◆ Exercise ◆
Render these lines as a JSON list of strings, with one string per line and blank lines omitted.

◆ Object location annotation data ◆
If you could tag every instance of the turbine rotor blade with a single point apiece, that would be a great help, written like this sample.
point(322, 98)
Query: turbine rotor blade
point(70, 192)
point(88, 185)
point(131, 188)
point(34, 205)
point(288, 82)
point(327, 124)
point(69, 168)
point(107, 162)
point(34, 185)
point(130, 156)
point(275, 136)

◆ Result for this task ◆
[
  "If you could tag every instance of the turbine rotor blade with a single point apiece, that would be a great help, written like this sample.",
  "point(322, 98)",
  "Query: turbine rotor blade",
  "point(70, 192)",
  "point(88, 185)",
  "point(131, 188)",
  "point(34, 205)",
  "point(288, 82)",
  "point(327, 124)",
  "point(69, 168)",
  "point(107, 162)",
  "point(34, 185)",
  "point(130, 156)",
  "point(275, 136)"
]